### Potongan Dokumen
◇ ◇ ◇

Adapun dalil mengenai niat mengerjakan ibadah haji adalah sebagai berikut.
Hadis
Ke-1
صحيح مسلم ٢١٩٤: حَدَّثَنَا يَحْيَى بْنُ يَحْيَى أَخْبَرَنَا
هُشَيْمٌ عَنْ يَحْيَى بْنِ أَبِي إِسْحَقَ وَعَبْدِ الْعَزِيزِ بْنِ صُهَيْبٍ وَحُمَيْدٍ
أَنَّهُمْ سَمِعُوا أَنَسًا رَضِيَ اللَّهُ عَنْهُ قَالَ: سَمِعْتُ رَسُولَ اللَّهِ
صَلَّى اللَّهُ عَلَيْهِ وَسَلَّمَ أَهَلَّ بِهِمَا جَمِيعًا لَبَّيْكَ عُمْرَةً وَحَجًّا
لَبَّيْكَ عُمْرَةً وَحَجًّا.
Artinya: Shahih Muslim nomor
2194: Telah menceritakan kepada kami Yahya bin Yahya, telah mengabarkan
kepada kami Husyaim dari Yahya bin Abu Ishaq dan Abdul Aziz
bin Shuhaib dan Humaid bahwa mereka mendengar Anas RA, ia
berkata: Aku mendengar Rasulullah SAW berihram dengan niat umrah dan haji: “Labbaika
‘umratan wa hajjan” (Aku penuhi panggilan-Mu untuk ‘umrah dan haji).”

◇ ◇ ◇

### Bahan yang Disediakan
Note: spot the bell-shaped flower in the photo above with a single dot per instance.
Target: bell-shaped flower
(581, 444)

◇ ◇ ◇

### Daftar Tugas
(a) Tulis ulang bagian potongan dokumen tanpa mengubah satu kata pun, mulai dari kata-kata "Adapun dalil mengenai" dan berhenti setelah "لَبَّيْكَ عُمْرَةً وَحَجًّا.".
(b) Jawab pertanyaan berikut berdasarkan potongan dokumen.
(i) Dari kitab apa dan nomor berapa hadis tersebut dikutip?
(ii) Siapa yang didengar oleh Yahya bin Abu Ishaq, Abdul Aziz bin Shuhaib, dan Humaid?
(iii) Apa terjemahan "Labbaika ‘umratan wa hajjan" yang diberikan?

### Jawaban Latihan
(a)
Adapun dalil mengenai niat mengerjakan ibadah haji adalah sebagai berikut.
Hadis
Ke-1
صحيح مسلم ٢١٩٤: حَدَّثَنَا يَحْيَى بْنُ يَحْيَى أَخْبَرَنَا
هُشَيْمٌ عَنْ يَحْيَى بْنِ أَبِي إِسْحَقَ وَعَبْدِ الْعَزِيزِ بْنِ صُهَيْبٍ وَحُمَيْدٍ
أَنَّهُمْ سَمِعُوا أَنَسًا رَضِيَ اللَّهُ عَنْهُ قَالَ: سَمِعْتُ رَسُولَ اللَّهِ
صَلَّى اللَّهُ عَلَيْهِ وَسَلَّمَ أَهَلَّ بِهِمَا جَمِيعًا لَبَّيْكَ عُمْرَةً وَحَجًّا
لَبَّيْكَ عُمْرَةً وَحَجًّا.

(b)
(i) Shahih Muslim nomor 2194.
(ii) Anas RA.
(iii) Aku penuhi panggilan-Mu untuk ‘umrah dan haji.